No excerto sobre o recurso da insolvência, indique todas as conclusões numeradas da apelação em que aparece a palavra "credor" ou "credores". Dê o número e o texto de cada uma.

- _Texto do documento_:

======

Após trânsito, cumpra o disposto no artigo 189.º, n.º 3, do Código da Insolvência e da Recuperação de Empresas”.
 
 (v) Não se conformando, a “V… e outros” apelaram, formulando as seguintes conclusões:
“a) Existe excepção caso julgado
1. A sentença recorrida viola os princípios do CIRE
2. Pois não existe qualquer dolo, ou lesão dos interesses dos credores
3. O prejuízo que eventualmente os credores poderiam ter sofrido consiste na desvantagem económica diversa do simples vencimento de juros, que não são a consequência normal do incumprimento
4. O prejuízo a que se refere o art.º 238.  n. 1 alínea d) deverá corresponder a um prejuízo concreto que, nas concretas circunstâncias do caso, tenha sido efetivamente sofrido pelos credores em consequência do atraso à apresentação a insolvência
5. Cabia aos credores, o dever de virem reclamar tais prejuízos o que não aconteceu
6. Alias nenhum dos credores levantou este assunto em processo.
7. A recorrente estava e sempre esteve de boa-fé
8. Não sonegou bens, não os factos, o que poderia fazer caso estive a atua de má-fé ou de forma dolosa
9. Tanto mais que nenhum credor foi prejudicado
Nestes termos e nos demais requer-se a V. Exa que seja revogada a sentença que decretou a insolvência como dolosa por não se encontrarem reunidos os pressupostos legais para o efeito com as legais consequências legais
ASSIM SE FARÁ A ACOSTUMADA JUSTIÇA” [ [1] ].

O Ministério Público apresentou contra-alegações, propugnando pela improcedência do recurso e manutenção da sentença recorrida.

Cumpre apreciar.

II. FUNDAMENTOS DE FACTO
O tribunal de 1ª instância deu como assente a seguinte factualidade:
 1. A V..., Lda., pessoa coletiva n.º …., com sede na Av. … , Sintra, foi declarada insolvente por sentença proferida no dia 24 de junho de 2005, transitada em julgado, tendo sido nomeado para assumir as funções de administrador da insolvência o Sr. Dr. DD. 
2. O processo de insolvência teve início no dia 26 de outubro de 2004, a requerimento da credora Iberográfica - Importação e Exportação, Lda.
3. A V..., Lda. tem por objeto o comércio de produtos e materiais para desenho, publicidade e artes gráficas.

======

Registos em bruto:
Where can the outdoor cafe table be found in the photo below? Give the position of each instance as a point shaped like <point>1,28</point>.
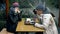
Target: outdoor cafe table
<point>21,27</point>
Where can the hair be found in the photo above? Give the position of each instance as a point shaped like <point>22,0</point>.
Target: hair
<point>41,7</point>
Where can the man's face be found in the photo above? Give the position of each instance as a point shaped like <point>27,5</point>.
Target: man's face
<point>39,12</point>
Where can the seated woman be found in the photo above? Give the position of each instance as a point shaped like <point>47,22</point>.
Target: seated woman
<point>13,17</point>
<point>46,20</point>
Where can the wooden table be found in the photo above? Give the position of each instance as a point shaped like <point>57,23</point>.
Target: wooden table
<point>27,28</point>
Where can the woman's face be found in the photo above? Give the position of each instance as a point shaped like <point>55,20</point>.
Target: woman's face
<point>39,12</point>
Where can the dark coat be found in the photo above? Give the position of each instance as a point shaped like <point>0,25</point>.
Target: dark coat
<point>12,20</point>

======

- _Resultado da tarefa_:
2. Pois não existe qualquer dolo, ou lesão dos interesses dos credores
3. O prejuízo que eventualmente os credores poderiam ter sofrido consiste na desvantagem económica diversa do simples vencimento de juros, que não são a consequência normal do incumprimento
4. O prejuízo a que se refere o art.º 238.  n. 1 alínea d) deverá corresponder a um prejuízo concreto que, nas concretas circunstâncias do caso, tenha sido efetivamente sofrido pelos credores em consequência do atraso à apresentação a insolvência
5. Cabia aos credores, o dever de virem reclamar tais prejuízos o que não aconteceu
6. Alias nenhum dos credores levantou este assunto em processo.
9. Tanto mais que nenhum credor foi prejudicado